Passage provided:
************

Gough and Millar will produce the pic for Disney through their Mouse House-based shingle Millar/Gough Ink, which is also developing the tentpole “Hover Car Racer” for the studio. Janice Tomlin, whose daughter was one of Shaw’s students, will co-produce.
The producers sparked to the idea of a film about Shaw last year after watching a “Nightline” segment on the teacher that revolved around her former students at J.J. Pearce coming together to perform a musical about her life. The production was initially developed with Shaw, but when she died, the students still went forward with the show.
“It was one of those stories where we said, ‘This is a movie,'” Gough told Variety on his way to Miami to film the pilot for ABC’s reboot of “Charlie’s Angels,” which Gough and Millar wrote and will exec produce.
Shaw’s story would fit well with Disney’s penchant for feel-good fare like “Mr. Holland’s Opus” but has recently revolved more around sports stories like those in “Miracle,” “The Rookie,” “Remember the Titans” and “Secretariat.”
Disney wants to continue using such pics to round out a slate filled with bigger-budgeted tentpoles like the “Pirates of the Caribbean” franchise, Marvel superhero actioners and animated features.
Naturally, Shaw’s story — she made a practice of reaching out to students who may not have thought about performing in theater — would also tap into audiences’ growing interest in musical-centric projects like “Glee.”
“Neither Miles nor I are huge sports people, but it was a way to capture the emotion of those movies that appeal to a wide audience,” Gough said. “For us, (Shaw’s story) also falls into that kind of vein, but as opposed to a coach-players relationship, it’s a teacher-students relationship.”
Gough added that the key to getting the project off the ground was “finding the right writer.”
Grant’s credits include “The Soloist,” “Charlotte’s Web,” “Catch and Release” and “In Her Shoes.”
Millar/Gough Ink previously produced “Hannah Montana: The Movie” for Disney, and the writing duo penned DreamWorks’ “I Am Number Four,” which Disney rolls out this weekend, as well as “Spider-Man 2,” “Shanghai Noon,” and its follow-up, “Shanghai Nights.”
They will next produce the Sylvester Stallone actioner “Headshot,” which Wayne Kramer will direct, and are wrapping up the CW’s “Smallville,” which they created and exec produce.
CAA reps Gough, Millar and Grant, as well as the estate of Lynn Shaw.

************

Data supplied:
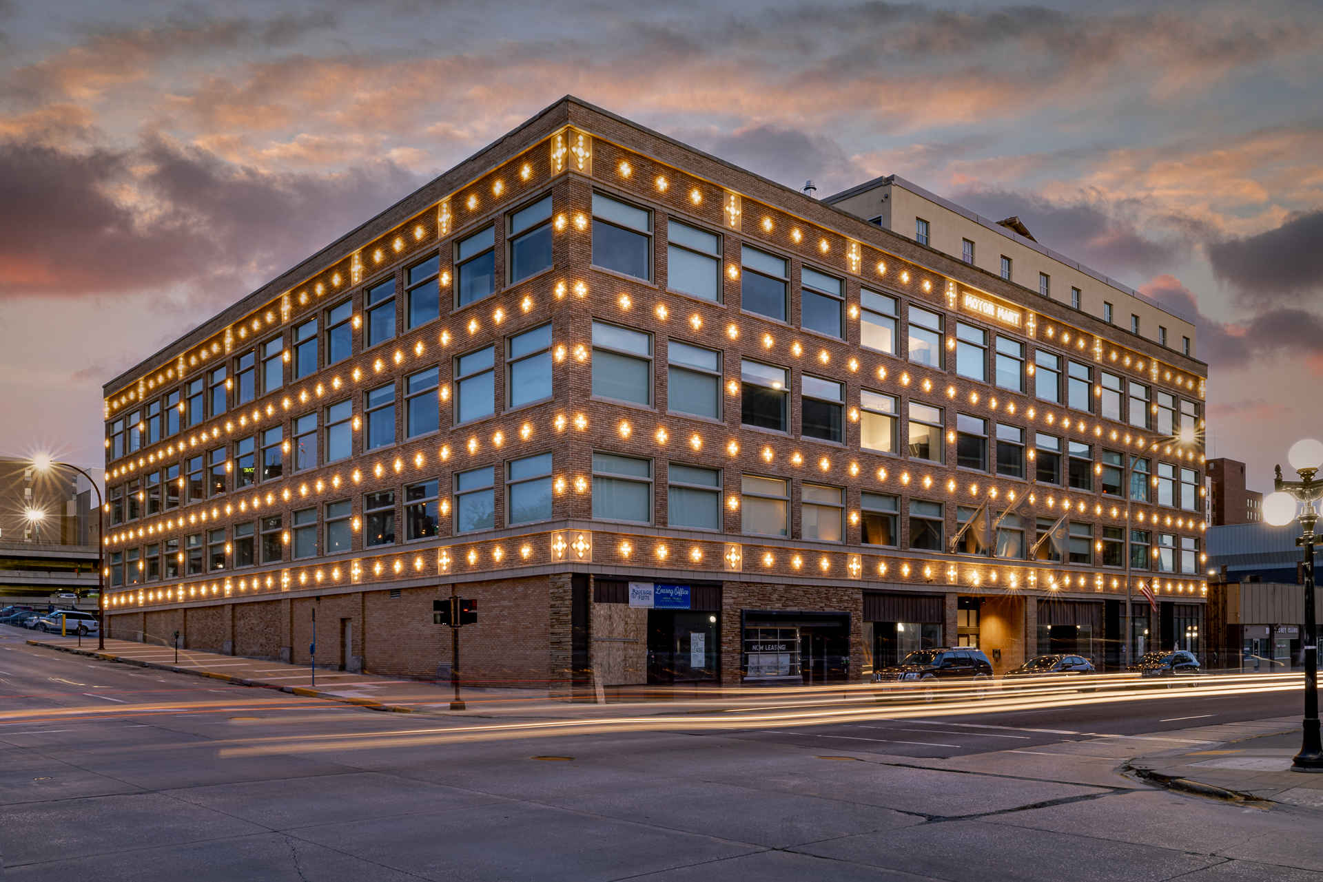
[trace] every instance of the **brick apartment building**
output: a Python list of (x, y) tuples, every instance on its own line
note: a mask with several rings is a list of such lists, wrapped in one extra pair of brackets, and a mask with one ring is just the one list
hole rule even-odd
[(561, 688), (1201, 621), (1193, 328), (867, 214), (557, 102), (106, 385), (111, 635), (437, 676), (458, 594)]
[(1245, 463), (1218, 456), (1207, 463), (1208, 517), (1213, 526), (1259, 524), (1263, 495), (1245, 488)]

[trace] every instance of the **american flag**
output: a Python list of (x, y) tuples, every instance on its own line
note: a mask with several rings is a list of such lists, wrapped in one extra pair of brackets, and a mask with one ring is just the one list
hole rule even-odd
[(1154, 596), (1154, 590), (1148, 587), (1147, 582), (1139, 582), (1139, 594), (1148, 598), (1148, 606), (1152, 607), (1154, 612), (1158, 612), (1158, 599)]

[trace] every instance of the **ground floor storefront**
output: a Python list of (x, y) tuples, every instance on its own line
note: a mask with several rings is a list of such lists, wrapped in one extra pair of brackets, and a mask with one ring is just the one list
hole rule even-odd
[[(456, 633), (433, 621), (451, 595), (475, 604), (459, 629), (474, 686), (624, 686), (863, 681), (916, 649), (976, 647), (1005, 673), (1041, 653), (1125, 666), (1123, 600), (1086, 594), (751, 581), (659, 582), (611, 573), (459, 584), (230, 596), (110, 611), (108, 636), (381, 674), (452, 673)], [(1201, 603), (1136, 598), (1134, 648), (1201, 649)]]

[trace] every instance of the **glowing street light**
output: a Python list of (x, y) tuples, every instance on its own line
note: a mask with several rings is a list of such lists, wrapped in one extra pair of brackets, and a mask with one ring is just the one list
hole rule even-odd
[(1299, 521), (1302, 534), (1295, 543), (1304, 549), (1304, 719), (1301, 752), (1291, 760), (1291, 771), (1323, 772), (1323, 742), (1319, 739), (1319, 639), (1314, 616), (1314, 525), (1319, 513), (1316, 502), (1323, 499), (1323, 480), (1314, 480), (1323, 467), (1323, 442), (1312, 438), (1291, 444), (1286, 455), (1291, 468), (1301, 476), (1298, 481), (1283, 481), (1282, 467), (1275, 468), (1273, 493), (1263, 500), (1263, 520), (1274, 526)]

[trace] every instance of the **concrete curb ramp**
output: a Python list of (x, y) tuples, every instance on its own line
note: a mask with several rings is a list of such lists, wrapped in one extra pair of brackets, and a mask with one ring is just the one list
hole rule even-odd
[(86, 656), (89, 659), (99, 659), (101, 661), (115, 661), (124, 665), (136, 665), (139, 668), (155, 668), (156, 670), (171, 670), (180, 674), (192, 674), (194, 677), (209, 677), (210, 680), (220, 680), (221, 682), (228, 682), (234, 686), (251, 686), (261, 689), (274, 689), (277, 692), (284, 692), (291, 696), (299, 696), (302, 698), (321, 698), (323, 701), (335, 701), (341, 705), (353, 705), (355, 707), (366, 707), (368, 710), (381, 710), (393, 714), (417, 714), (422, 713), (415, 707), (409, 707), (406, 705), (384, 705), (380, 701), (373, 701), (372, 698), (348, 698), (345, 696), (333, 696), (328, 692), (321, 692), (320, 689), (308, 689), (307, 686), (282, 686), (279, 684), (267, 682), (263, 680), (251, 680), (247, 677), (234, 677), (232, 674), (222, 674), (214, 670), (200, 670), (197, 668), (181, 668), (179, 665), (163, 664), (159, 661), (143, 661), (142, 659), (126, 659), (123, 656), (116, 656), (111, 652), (103, 652), (98, 649), (79, 649), (78, 647), (62, 647), (54, 643), (44, 643), (41, 640), (28, 640), (28, 645), (41, 647), (44, 649), (56, 649), (58, 652), (67, 652), (75, 656)]

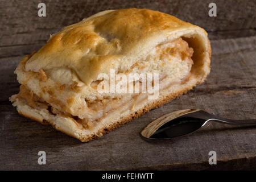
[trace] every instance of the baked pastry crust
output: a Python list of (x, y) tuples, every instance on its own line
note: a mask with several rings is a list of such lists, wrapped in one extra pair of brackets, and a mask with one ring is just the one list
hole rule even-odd
[[(101, 114), (101, 109), (88, 111), (89, 101), (105, 98), (92, 86), (100, 73), (109, 75), (113, 68), (117, 73), (131, 70), (137, 62), (147, 60), (158, 46), (180, 38), (194, 52), (188, 78), (162, 87), (158, 100), (139, 96), (133, 109), (127, 109), (132, 102), (125, 101), (126, 106), (118, 109), (113, 106)], [(198, 26), (146, 9), (104, 11), (64, 28), (38, 52), (26, 56), (15, 73), (27, 90), (10, 100), (20, 114), (88, 142), (203, 82), (210, 72), (210, 56), (207, 33)], [(115, 96), (108, 96), (112, 102)], [(36, 98), (30, 102), (30, 97)], [(81, 121), (84, 118), (87, 127)], [(95, 121), (100, 124), (90, 128)]]

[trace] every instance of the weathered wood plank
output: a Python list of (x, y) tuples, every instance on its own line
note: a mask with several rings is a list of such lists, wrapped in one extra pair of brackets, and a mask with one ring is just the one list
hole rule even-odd
[[(1, 59), (0, 169), (255, 169), (255, 127), (209, 123), (193, 134), (158, 142), (144, 140), (139, 132), (151, 121), (181, 109), (255, 118), (255, 40), (212, 41), (212, 71), (204, 84), (88, 143), (19, 115), (8, 98), (18, 91), (13, 71), (22, 56)], [(44, 166), (37, 163), (40, 150), (47, 153)], [(211, 150), (217, 154), (216, 166), (208, 163)]]
[(179, 1), (44, 1), (46, 17), (38, 16), (37, 1), (1, 2), (0, 57), (23, 55), (38, 49), (64, 26), (109, 9), (146, 8), (175, 15), (209, 32), (211, 39), (256, 35), (255, 1), (216, 2), (217, 16), (208, 16), (210, 0)]

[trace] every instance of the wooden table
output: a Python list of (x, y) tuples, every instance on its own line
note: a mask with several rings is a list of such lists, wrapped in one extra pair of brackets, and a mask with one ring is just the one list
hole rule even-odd
[[(0, 169), (256, 169), (255, 127), (214, 123), (176, 139), (146, 142), (139, 136), (150, 121), (181, 109), (255, 118), (255, 1), (220, 1), (216, 18), (207, 15), (209, 1), (45, 1), (46, 18), (37, 16), (37, 1), (6, 1), (0, 6)], [(24, 55), (38, 49), (63, 26), (105, 9), (130, 7), (159, 10), (205, 28), (213, 49), (207, 80), (87, 143), (18, 114), (9, 97), (18, 92), (13, 72)], [(38, 163), (39, 151), (46, 152), (46, 165)], [(217, 153), (217, 165), (209, 164), (210, 151)]]

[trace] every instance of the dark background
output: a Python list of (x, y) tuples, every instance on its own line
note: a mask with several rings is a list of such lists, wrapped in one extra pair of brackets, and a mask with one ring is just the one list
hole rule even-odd
[[(217, 17), (208, 16), (209, 3)], [(46, 5), (38, 17), (38, 5)], [(212, 47), (207, 80), (184, 95), (88, 143), (17, 114), (9, 97), (17, 93), (13, 74), (25, 55), (38, 50), (63, 27), (99, 11), (130, 7), (168, 13), (205, 28)], [(255, 118), (256, 1), (0, 1), (0, 169), (255, 169), (256, 128), (209, 124), (192, 135), (145, 142), (140, 131), (173, 110), (198, 108), (233, 119)], [(38, 165), (38, 151), (47, 164)], [(214, 150), (217, 164), (208, 163)]]

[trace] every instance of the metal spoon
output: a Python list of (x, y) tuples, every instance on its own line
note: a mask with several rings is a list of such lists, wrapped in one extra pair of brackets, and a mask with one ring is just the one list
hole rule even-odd
[(154, 120), (141, 134), (147, 139), (169, 139), (194, 132), (211, 121), (224, 124), (256, 126), (256, 119), (225, 119), (199, 109), (184, 109), (170, 113)]

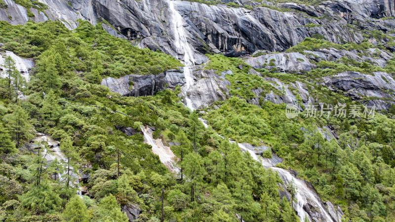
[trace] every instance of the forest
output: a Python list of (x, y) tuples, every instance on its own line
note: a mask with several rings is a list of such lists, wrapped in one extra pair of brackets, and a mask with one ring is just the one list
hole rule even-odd
[[(363, 52), (374, 47), (366, 42), (334, 44), (318, 37), (288, 50)], [(191, 111), (177, 96), (179, 87), (134, 97), (100, 85), (103, 78), (158, 74), (183, 66), (169, 55), (110, 35), (100, 24), (80, 20), (70, 31), (60, 21), (2, 21), (0, 42), (1, 50), (36, 63), (28, 82), (11, 57), (2, 67), (0, 221), (127, 222), (122, 209), (131, 206), (141, 210), (136, 222), (299, 221), (293, 181), (285, 186), (292, 194), (288, 200), (279, 192), (284, 186), (278, 174), (229, 139), (270, 147), (263, 157), (282, 158), (276, 167), (297, 172), (323, 201), (340, 206), (343, 221), (395, 221), (395, 106), (367, 117), (362, 109), (353, 118), (305, 117), (305, 110), (289, 119), (285, 104), (262, 98), (259, 105), (248, 102), (258, 86), (263, 93), (283, 93), (264, 78), (275, 76), (306, 84), (317, 101), (344, 104), (349, 113), (354, 106), (364, 106), (319, 85), (319, 79), (344, 71), (393, 73), (393, 61), (384, 68), (345, 60), (319, 62), (316, 69), (302, 74), (264, 68), (253, 75), (240, 58), (207, 54), (204, 69), (233, 71), (225, 76), (232, 95)], [(328, 125), (338, 140), (321, 133)], [(152, 152), (141, 132), (144, 126), (153, 129), (155, 138), (171, 145), (180, 172), (169, 171)], [(127, 128), (131, 135), (124, 133)], [(48, 163), (49, 148), (35, 141), (38, 133), (60, 141), (67, 161)], [(88, 179), (79, 182), (82, 174)], [(87, 190), (80, 197), (80, 187)]]

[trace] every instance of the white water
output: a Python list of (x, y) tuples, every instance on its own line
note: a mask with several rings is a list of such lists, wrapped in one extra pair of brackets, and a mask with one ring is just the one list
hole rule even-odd
[[(16, 69), (21, 73), (21, 75), (27, 82), (29, 81), (30, 79), (29, 76), (29, 70), (34, 67), (33, 61), (20, 57), (12, 51), (5, 51), (5, 55), (0, 54), (0, 65), (1, 66), (0, 68), (2, 69), (3, 70), (5, 69), (5, 68), (2, 67), (2, 65), (4, 65), (5, 59), (7, 56), (10, 56), (15, 62)], [(0, 74), (0, 77), (2, 78), (6, 77), (3, 73), (4, 71), (1, 72), (1, 74)]]
[(174, 8), (173, 1), (167, 0), (169, 4), (169, 9), (171, 12), (172, 23), (173, 30), (174, 31), (174, 43), (177, 50), (181, 50), (183, 51), (177, 51), (174, 57), (178, 58), (178, 54), (184, 54), (184, 75), (185, 77), (185, 85), (183, 87), (183, 89), (185, 95), (185, 103), (187, 107), (193, 111), (195, 109), (192, 100), (188, 97), (188, 91), (194, 85), (195, 82), (191, 73), (191, 68), (195, 65), (195, 60), (194, 57), (194, 48), (188, 43), (187, 39), (187, 31), (184, 28), (184, 19), (180, 13)]
[[(203, 123), (204, 127), (206, 128), (208, 127), (208, 125), (205, 123), (204, 120), (202, 118), (199, 118), (199, 120)], [(229, 141), (231, 143), (235, 142), (235, 141), (231, 140), (230, 139)], [(305, 217), (307, 217), (309, 219), (309, 221), (312, 221), (309, 216), (309, 214), (303, 209), (303, 206), (308, 202), (308, 199), (311, 200), (311, 202), (312, 202), (314, 205), (318, 207), (320, 209), (321, 212), (322, 212), (322, 215), (324, 217), (324, 220), (323, 221), (325, 222), (335, 222), (332, 219), (326, 208), (323, 205), (319, 196), (318, 196), (316, 191), (314, 190), (313, 188), (310, 187), (306, 181), (296, 178), (294, 176), (286, 170), (275, 167), (274, 166), (275, 164), (272, 162), (270, 160), (263, 159), (262, 157), (257, 155), (253, 150), (247, 148), (243, 143), (237, 143), (237, 145), (242, 150), (248, 152), (254, 160), (261, 163), (264, 167), (270, 168), (272, 170), (276, 172), (278, 174), (280, 178), (287, 186), (289, 185), (289, 183), (292, 179), (293, 179), (294, 183), (296, 187), (296, 200), (295, 201), (295, 203), (294, 204), (294, 206), (295, 206), (295, 209), (298, 213), (298, 216), (299, 217), (301, 222), (304, 222), (305, 221)]]
[[(48, 147), (51, 149), (53, 151), (52, 152), (48, 152), (48, 150), (47, 150), (45, 146), (42, 145), (44, 149), (44, 153), (43, 154), (43, 155), (45, 157), (45, 159), (47, 160), (48, 162), (50, 162), (53, 160), (55, 160), (55, 159), (58, 159), (61, 161), (61, 164), (62, 164), (63, 167), (65, 167), (65, 169), (66, 169), (67, 167), (67, 164), (68, 163), (67, 158), (65, 157), (63, 153), (59, 148), (59, 144), (60, 143), (59, 141), (55, 140), (49, 135), (39, 136), (35, 138), (34, 140), (35, 141), (40, 142), (46, 142)], [(70, 167), (70, 170), (72, 171), (73, 170), (73, 168)], [(66, 171), (64, 171), (61, 173), (60, 175), (59, 175), (59, 180), (61, 181), (62, 178), (66, 175)], [(78, 175), (74, 173), (71, 173), (71, 174), (72, 177), (74, 177), (77, 178), (76, 181), (72, 183), (73, 185), (77, 188), (77, 195), (79, 196), (80, 197), (82, 198), (82, 196), (81, 193), (81, 188), (79, 187), (79, 181), (78, 178)]]
[(163, 145), (161, 139), (154, 139), (152, 136), (152, 132), (149, 127), (141, 127), (140, 129), (144, 134), (146, 142), (152, 146), (152, 152), (159, 156), (160, 162), (172, 172), (178, 173), (179, 169), (174, 162), (177, 157), (170, 147)]

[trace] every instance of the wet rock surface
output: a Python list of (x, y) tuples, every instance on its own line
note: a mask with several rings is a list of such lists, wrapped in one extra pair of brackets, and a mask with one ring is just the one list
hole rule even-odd
[(197, 80), (187, 93), (195, 108), (201, 108), (212, 104), (215, 101), (225, 100), (229, 96), (227, 86), (231, 83), (225, 78), (226, 73), (221, 75), (213, 70), (197, 70), (194, 72)]
[(108, 77), (101, 85), (122, 96), (152, 95), (163, 89), (165, 73), (155, 75), (128, 75), (118, 79)]
[[(162, 0), (40, 0), (48, 5), (47, 16), (32, 10), (34, 17), (27, 16), (26, 9), (11, 0), (5, 0), (8, 8), (0, 9), (0, 18), (12, 24), (24, 24), (31, 19), (36, 22), (48, 19), (61, 21), (68, 28), (77, 27), (78, 19), (93, 24), (105, 20), (116, 29), (103, 27), (112, 35), (120, 33), (130, 40), (138, 40), (141, 47), (159, 49), (179, 59), (184, 54), (174, 42), (168, 2)], [(224, 3), (231, 1), (224, 0)], [(71, 6), (68, 3), (70, 2)], [(237, 4), (257, 6), (251, 1), (236, 1)], [(269, 2), (268, 2), (269, 3)], [(291, 9), (281, 12), (264, 7), (252, 10), (230, 7), (221, 4), (207, 5), (187, 1), (174, 1), (174, 6), (184, 19), (188, 42), (195, 50), (196, 62), (207, 60), (203, 53), (222, 53), (237, 56), (257, 50), (283, 51), (306, 37), (321, 35), (330, 42), (360, 43), (364, 38), (347, 25), (357, 22), (363, 29), (388, 30), (395, 26), (392, 19), (375, 19), (395, 14), (389, 0), (369, 0), (360, 4), (356, 0), (326, 1), (319, 5), (295, 3), (279, 4)], [(330, 19), (322, 19), (323, 15)], [(8, 17), (9, 15), (11, 19)]]
[(384, 72), (373, 75), (356, 72), (345, 72), (323, 78), (323, 83), (334, 90), (341, 90), (354, 100), (364, 101), (369, 106), (379, 110), (387, 109), (395, 99), (395, 81), (392, 76)]
[(141, 209), (137, 204), (129, 203), (122, 207), (122, 212), (126, 214), (129, 222), (133, 222), (140, 215)]

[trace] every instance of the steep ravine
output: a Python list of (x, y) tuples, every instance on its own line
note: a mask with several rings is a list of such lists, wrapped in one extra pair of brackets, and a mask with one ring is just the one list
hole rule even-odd
[[(206, 121), (199, 118), (205, 128), (208, 127)], [(220, 135), (220, 136), (222, 137)], [(235, 142), (230, 139), (231, 142)], [(256, 161), (261, 163), (262, 165), (277, 172), (282, 180), (284, 186), (282, 188), (284, 190), (282, 192), (289, 199), (290, 194), (287, 190), (287, 187), (293, 182), (296, 187), (296, 201), (293, 203), (295, 210), (297, 212), (298, 216), (301, 222), (303, 222), (305, 218), (309, 221), (314, 222), (339, 222), (341, 221), (343, 216), (341, 210), (338, 209), (335, 211), (333, 204), (328, 202), (324, 204), (317, 193), (316, 189), (311, 183), (296, 178), (288, 171), (283, 169), (276, 167), (277, 163), (282, 162), (282, 160), (273, 154), (272, 159), (263, 158), (259, 154), (257, 154), (257, 150), (260, 150), (248, 144), (237, 143), (241, 151), (248, 152), (251, 157)], [(330, 209), (329, 207), (333, 209)], [(319, 209), (319, 210), (317, 210)], [(339, 213), (337, 212), (339, 211)], [(335, 212), (334, 213), (334, 212)]]

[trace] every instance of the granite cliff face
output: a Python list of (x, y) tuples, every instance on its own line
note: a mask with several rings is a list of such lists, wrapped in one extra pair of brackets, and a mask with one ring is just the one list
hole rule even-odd
[[(44, 13), (33, 8), (35, 17), (29, 18), (23, 7), (5, 0), (8, 7), (0, 9), (0, 18), (13, 24), (24, 24), (29, 19), (37, 22), (58, 19), (70, 29), (76, 27), (78, 19), (87, 20), (93, 24), (97, 20), (105, 20), (128, 39), (136, 40), (136, 44), (140, 46), (183, 58), (183, 55), (176, 53), (178, 46), (174, 44), (174, 31), (169, 22), (171, 12), (166, 1), (39, 1), (48, 5), (48, 8)], [(360, 43), (364, 39), (362, 35), (348, 24), (385, 31), (395, 27), (393, 19), (376, 19), (395, 14), (395, 4), (391, 0), (369, 0), (362, 3), (356, 0), (326, 1), (314, 6), (294, 3), (278, 5), (286, 12), (259, 7), (259, 3), (255, 1), (237, 2), (256, 7), (249, 10), (222, 4), (174, 1), (175, 9), (184, 18), (187, 38), (196, 50), (197, 63), (205, 61), (202, 53), (207, 52), (237, 56), (259, 49), (283, 51), (316, 34), (334, 43)]]

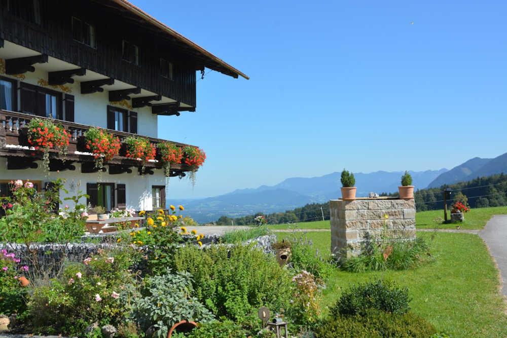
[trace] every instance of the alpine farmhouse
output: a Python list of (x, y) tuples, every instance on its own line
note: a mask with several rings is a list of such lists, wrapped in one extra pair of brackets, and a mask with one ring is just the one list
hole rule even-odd
[[(184, 161), (163, 168), (158, 117), (196, 111), (197, 72), (205, 68), (248, 77), (124, 0), (0, 5), (0, 195), (9, 194), (12, 180), (29, 180), (40, 191), (62, 178), (68, 195), (81, 190), (92, 206), (165, 208), (166, 176), (191, 168)], [(69, 135), (65, 154), (49, 152), (46, 170), (41, 152), (27, 142), (35, 118)], [(92, 127), (121, 142), (102, 166), (84, 144)], [(156, 149), (153, 159), (127, 156), (125, 141), (135, 136)]]

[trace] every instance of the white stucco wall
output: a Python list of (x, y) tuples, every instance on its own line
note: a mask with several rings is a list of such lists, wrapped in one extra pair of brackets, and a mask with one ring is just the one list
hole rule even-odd
[[(135, 168), (132, 168), (131, 174), (110, 175), (107, 173), (102, 173), (100, 177), (97, 173), (81, 173), (81, 164), (75, 163), (73, 164), (76, 166), (76, 170), (65, 170), (59, 173), (51, 172), (48, 175), (42, 169), (41, 162), (37, 161), (37, 163), (39, 164), (37, 169), (7, 170), (7, 159), (0, 158), (0, 180), (42, 181), (42, 186), (44, 187), (45, 182), (62, 178), (66, 181), (64, 186), (69, 191), (69, 194), (67, 195), (61, 191), (60, 198), (62, 200), (65, 197), (75, 196), (79, 190), (86, 194), (87, 183), (124, 183), (126, 186), (127, 206), (137, 210), (152, 210), (152, 186), (165, 185), (165, 177), (163, 170), (161, 169), (154, 170), (153, 175), (140, 175), (137, 174)], [(86, 201), (83, 199), (81, 202), (86, 203)], [(64, 204), (65, 203), (64, 202)], [(67, 204), (71, 204), (70, 202)]]
[[(39, 86), (37, 82), (40, 79), (47, 80), (48, 73), (37, 69), (37, 67), (35, 68), (35, 71), (33, 72), (25, 73), (26, 78), (21, 82)], [(2, 74), (2, 76), (10, 77), (5, 74)], [(12, 78), (15, 79), (14, 78)], [(72, 92), (69, 94), (74, 95), (75, 122), (76, 123), (106, 128), (107, 105), (114, 105), (109, 101), (109, 92), (104, 90), (102, 93), (82, 94), (81, 84), (77, 81), (74, 84), (66, 84), (65, 86), (71, 89)], [(46, 88), (55, 91), (63, 92), (58, 88), (49, 86)], [(125, 107), (117, 106), (126, 109)], [(143, 107), (133, 108), (129, 110), (137, 113), (137, 133), (139, 135), (152, 137), (157, 137), (158, 116), (152, 114), (151, 108)]]

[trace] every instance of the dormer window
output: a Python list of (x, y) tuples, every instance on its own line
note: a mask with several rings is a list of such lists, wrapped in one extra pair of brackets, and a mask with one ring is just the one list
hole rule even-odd
[(172, 62), (160, 58), (160, 74), (171, 81), (174, 80), (174, 66)]
[(139, 47), (125, 40), (123, 40), (122, 47), (123, 60), (138, 66)]
[(75, 41), (96, 48), (95, 27), (80, 19), (72, 17), (72, 37)]
[(41, 3), (40, 0), (8, 0), (7, 10), (15, 16), (20, 19), (34, 23), (41, 24)]

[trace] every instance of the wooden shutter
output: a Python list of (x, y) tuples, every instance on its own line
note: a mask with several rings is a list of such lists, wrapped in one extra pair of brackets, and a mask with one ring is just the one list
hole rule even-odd
[(86, 194), (88, 198), (86, 200), (87, 204), (91, 204), (92, 207), (97, 205), (98, 203), (98, 185), (96, 183), (86, 183)]
[(21, 82), (20, 86), (20, 101), (22, 112), (35, 114), (35, 102), (37, 98), (37, 87), (35, 86)]
[(126, 186), (124, 184), (116, 184), (116, 200), (118, 202), (117, 207), (119, 209), (125, 209), (127, 207), (127, 194)]
[(135, 111), (129, 112), (129, 122), (130, 124), (130, 129), (129, 132), (132, 134), (137, 133), (137, 113)]
[(65, 120), (69, 122), (74, 122), (74, 95), (65, 94)]
[(107, 106), (107, 129), (115, 130), (115, 110), (111, 106)]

************

In the article on the Lynn Shaw film project, why does Disney want to keep making pictures like its feel-good and sports films? Answer in one to three sentences.

Disney wants these pictures to round out a slate filled with bigger-budgeted tentpoles. These include the "Pirates of the Caribbean" franchise, Marvel superhero actioners and animated features.